• **The request**
Arrange all the material below as a numbered list, dropping any blank lines and leaving out the pictures.

• **Data**
+++
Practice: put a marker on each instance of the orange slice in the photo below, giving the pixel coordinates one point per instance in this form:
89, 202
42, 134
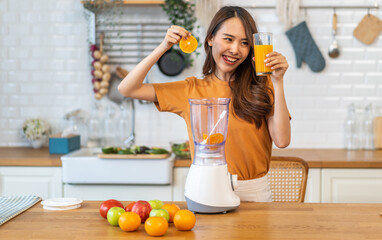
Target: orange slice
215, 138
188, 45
+++
• **Answer below**
1. Practice: put a marker on each instance of the orange slice in the photo below, giving the pixel coordinates one point per instance in this form:
2. 89, 202
3. 42, 134
4. Target: orange slice
5. 215, 138
6. 188, 45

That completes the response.